┌─ Entries provided

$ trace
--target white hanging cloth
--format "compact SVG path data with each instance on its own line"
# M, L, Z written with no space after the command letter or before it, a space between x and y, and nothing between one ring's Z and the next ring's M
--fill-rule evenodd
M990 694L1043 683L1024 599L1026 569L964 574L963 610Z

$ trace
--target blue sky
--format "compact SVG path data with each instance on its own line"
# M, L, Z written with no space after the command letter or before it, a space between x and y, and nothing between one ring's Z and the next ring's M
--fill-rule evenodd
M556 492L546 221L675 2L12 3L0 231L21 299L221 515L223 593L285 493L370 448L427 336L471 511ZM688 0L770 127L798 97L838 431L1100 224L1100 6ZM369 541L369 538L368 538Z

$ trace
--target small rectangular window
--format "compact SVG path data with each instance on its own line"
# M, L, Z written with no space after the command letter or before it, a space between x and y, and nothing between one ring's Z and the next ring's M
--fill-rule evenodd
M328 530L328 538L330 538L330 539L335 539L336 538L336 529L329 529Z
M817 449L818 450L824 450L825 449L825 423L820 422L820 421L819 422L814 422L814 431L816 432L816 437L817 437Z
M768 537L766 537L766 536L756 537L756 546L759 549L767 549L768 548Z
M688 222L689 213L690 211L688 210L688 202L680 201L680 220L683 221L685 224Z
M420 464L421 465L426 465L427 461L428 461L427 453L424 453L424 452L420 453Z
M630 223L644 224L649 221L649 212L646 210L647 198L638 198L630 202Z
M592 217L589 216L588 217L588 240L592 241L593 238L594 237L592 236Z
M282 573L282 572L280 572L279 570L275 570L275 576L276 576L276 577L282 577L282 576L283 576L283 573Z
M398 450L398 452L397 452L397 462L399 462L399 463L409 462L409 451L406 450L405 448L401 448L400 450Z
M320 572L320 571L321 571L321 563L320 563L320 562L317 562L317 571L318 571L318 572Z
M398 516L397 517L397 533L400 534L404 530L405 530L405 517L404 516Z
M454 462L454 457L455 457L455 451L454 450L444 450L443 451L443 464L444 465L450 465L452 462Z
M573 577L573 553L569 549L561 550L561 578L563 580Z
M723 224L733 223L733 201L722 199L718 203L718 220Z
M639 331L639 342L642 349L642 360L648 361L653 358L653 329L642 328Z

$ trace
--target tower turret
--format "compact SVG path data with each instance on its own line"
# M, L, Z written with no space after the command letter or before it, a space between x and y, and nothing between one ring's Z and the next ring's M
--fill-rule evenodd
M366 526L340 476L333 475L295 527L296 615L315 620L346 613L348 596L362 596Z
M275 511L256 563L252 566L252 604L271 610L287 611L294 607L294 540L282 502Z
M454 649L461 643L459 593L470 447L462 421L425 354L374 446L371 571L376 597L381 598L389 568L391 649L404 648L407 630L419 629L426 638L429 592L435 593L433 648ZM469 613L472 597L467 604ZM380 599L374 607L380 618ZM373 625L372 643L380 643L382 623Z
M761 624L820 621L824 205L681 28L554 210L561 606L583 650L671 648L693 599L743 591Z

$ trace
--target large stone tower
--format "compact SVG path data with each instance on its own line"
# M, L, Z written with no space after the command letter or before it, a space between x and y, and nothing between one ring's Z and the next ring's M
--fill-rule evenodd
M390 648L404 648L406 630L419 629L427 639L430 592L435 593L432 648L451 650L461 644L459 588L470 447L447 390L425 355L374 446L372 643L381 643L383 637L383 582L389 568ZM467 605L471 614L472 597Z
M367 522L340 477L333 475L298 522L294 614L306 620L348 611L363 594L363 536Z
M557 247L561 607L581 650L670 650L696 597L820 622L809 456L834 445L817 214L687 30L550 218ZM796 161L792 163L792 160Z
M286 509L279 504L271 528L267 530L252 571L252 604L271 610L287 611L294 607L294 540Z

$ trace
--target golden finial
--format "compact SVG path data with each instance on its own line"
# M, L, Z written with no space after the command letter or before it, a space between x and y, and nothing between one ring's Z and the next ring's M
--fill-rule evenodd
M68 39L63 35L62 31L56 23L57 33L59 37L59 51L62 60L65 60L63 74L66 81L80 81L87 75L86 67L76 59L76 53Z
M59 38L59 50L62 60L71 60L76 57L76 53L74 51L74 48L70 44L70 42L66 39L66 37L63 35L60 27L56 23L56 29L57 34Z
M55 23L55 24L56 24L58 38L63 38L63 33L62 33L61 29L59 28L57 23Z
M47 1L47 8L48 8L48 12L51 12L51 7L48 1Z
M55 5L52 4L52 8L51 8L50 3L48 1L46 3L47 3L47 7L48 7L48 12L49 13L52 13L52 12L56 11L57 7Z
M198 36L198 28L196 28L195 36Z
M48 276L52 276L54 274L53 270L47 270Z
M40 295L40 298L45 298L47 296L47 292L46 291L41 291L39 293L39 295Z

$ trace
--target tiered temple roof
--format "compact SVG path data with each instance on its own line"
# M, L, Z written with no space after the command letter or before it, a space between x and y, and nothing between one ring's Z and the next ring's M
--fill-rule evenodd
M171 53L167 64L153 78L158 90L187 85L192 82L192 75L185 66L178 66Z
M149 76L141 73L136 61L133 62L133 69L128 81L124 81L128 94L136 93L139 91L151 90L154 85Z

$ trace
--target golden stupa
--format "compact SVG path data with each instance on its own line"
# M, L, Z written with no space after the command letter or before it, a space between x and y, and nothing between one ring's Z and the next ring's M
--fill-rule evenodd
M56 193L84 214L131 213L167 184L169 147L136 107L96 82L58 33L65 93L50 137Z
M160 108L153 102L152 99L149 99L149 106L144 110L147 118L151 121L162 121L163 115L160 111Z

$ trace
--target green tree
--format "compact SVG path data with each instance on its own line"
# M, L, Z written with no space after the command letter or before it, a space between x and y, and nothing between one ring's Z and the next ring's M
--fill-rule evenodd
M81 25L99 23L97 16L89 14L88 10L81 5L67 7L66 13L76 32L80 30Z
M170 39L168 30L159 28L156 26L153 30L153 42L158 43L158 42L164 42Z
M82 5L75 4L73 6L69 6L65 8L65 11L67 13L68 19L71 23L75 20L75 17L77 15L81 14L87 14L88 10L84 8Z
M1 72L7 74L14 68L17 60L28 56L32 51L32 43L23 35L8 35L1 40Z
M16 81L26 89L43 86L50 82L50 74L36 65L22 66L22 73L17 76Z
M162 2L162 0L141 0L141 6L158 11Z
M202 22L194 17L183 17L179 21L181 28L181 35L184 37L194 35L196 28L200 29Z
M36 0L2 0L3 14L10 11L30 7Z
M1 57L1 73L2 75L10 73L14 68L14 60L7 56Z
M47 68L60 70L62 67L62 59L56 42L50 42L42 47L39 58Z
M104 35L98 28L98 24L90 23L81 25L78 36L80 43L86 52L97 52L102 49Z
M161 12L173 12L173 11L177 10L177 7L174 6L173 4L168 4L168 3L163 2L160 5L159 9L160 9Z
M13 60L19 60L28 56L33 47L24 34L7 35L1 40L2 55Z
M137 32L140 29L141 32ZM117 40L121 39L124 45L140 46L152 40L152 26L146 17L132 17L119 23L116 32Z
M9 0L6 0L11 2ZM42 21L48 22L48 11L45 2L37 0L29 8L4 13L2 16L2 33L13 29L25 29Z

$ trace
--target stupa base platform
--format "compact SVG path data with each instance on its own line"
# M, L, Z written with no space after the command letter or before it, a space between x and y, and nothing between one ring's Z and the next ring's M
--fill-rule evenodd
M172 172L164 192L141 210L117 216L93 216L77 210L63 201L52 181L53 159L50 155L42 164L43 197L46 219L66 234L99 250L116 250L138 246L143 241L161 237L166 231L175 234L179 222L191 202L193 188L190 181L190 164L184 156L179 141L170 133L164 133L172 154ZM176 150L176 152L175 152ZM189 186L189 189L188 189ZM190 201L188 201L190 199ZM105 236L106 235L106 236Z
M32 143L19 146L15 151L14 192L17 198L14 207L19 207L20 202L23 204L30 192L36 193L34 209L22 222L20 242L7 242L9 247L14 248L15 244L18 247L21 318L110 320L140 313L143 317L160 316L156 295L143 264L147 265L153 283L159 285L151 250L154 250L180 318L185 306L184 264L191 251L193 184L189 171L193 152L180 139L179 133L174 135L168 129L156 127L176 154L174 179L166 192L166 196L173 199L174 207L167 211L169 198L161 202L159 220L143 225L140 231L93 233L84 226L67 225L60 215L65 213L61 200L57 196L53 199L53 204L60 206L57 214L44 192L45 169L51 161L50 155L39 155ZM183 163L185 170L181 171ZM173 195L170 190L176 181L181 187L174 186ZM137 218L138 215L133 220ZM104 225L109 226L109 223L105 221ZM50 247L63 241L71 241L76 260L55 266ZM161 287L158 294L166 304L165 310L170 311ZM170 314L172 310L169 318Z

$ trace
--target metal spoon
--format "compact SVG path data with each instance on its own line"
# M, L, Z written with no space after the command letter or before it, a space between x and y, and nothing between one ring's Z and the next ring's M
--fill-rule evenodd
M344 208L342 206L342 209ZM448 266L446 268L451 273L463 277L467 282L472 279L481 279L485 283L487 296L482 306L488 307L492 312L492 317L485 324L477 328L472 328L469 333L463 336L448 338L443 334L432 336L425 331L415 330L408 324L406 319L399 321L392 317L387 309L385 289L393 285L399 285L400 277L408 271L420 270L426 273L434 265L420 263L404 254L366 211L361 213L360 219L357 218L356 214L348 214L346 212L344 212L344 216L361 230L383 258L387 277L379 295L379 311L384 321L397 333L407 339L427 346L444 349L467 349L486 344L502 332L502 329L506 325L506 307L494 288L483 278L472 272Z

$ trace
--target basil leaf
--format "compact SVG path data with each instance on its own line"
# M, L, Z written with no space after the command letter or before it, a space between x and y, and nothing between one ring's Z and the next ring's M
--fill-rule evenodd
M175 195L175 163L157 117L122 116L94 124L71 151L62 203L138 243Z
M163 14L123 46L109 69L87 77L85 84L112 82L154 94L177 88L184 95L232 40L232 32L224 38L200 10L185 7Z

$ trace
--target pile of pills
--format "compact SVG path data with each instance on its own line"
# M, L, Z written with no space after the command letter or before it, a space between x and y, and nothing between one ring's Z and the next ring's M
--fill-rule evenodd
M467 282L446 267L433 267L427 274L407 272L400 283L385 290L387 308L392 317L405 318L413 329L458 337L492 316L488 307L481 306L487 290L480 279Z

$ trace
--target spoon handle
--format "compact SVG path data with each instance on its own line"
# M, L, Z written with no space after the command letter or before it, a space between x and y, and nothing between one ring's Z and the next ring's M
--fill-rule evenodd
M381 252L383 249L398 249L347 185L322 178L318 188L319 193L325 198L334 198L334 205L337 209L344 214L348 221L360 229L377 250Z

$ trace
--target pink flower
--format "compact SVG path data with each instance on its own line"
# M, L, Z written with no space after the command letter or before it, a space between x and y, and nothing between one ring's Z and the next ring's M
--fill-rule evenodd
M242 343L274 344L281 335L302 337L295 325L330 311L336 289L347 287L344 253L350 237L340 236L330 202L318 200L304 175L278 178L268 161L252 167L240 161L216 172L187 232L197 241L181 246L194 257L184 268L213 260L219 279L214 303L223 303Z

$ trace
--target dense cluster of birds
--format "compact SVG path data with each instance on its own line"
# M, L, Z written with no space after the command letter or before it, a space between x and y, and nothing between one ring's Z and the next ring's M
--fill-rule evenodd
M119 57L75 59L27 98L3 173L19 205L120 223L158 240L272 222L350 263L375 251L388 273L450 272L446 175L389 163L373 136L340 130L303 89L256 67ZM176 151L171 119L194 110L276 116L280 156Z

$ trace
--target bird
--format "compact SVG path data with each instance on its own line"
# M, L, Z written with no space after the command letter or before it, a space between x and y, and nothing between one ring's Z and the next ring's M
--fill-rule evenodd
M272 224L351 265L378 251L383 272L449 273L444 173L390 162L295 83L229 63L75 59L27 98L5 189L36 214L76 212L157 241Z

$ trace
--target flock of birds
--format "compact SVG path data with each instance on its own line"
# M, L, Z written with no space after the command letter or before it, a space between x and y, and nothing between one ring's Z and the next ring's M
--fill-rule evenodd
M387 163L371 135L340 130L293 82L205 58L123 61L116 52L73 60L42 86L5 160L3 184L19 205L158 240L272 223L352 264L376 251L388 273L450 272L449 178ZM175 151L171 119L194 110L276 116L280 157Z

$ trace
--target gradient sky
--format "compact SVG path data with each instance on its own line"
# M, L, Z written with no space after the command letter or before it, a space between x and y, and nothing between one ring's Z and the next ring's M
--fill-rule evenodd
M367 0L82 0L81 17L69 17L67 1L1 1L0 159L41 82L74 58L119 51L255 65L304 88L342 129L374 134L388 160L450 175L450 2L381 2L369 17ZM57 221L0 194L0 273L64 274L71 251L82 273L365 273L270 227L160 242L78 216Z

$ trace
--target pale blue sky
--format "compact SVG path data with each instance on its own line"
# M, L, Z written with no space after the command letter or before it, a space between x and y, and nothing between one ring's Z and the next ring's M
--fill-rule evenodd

└─

What is being asked: Which of the lines in the data contain the string "blue"? Return each one.

Output of the task:
--target blue sky
--target pale blue sky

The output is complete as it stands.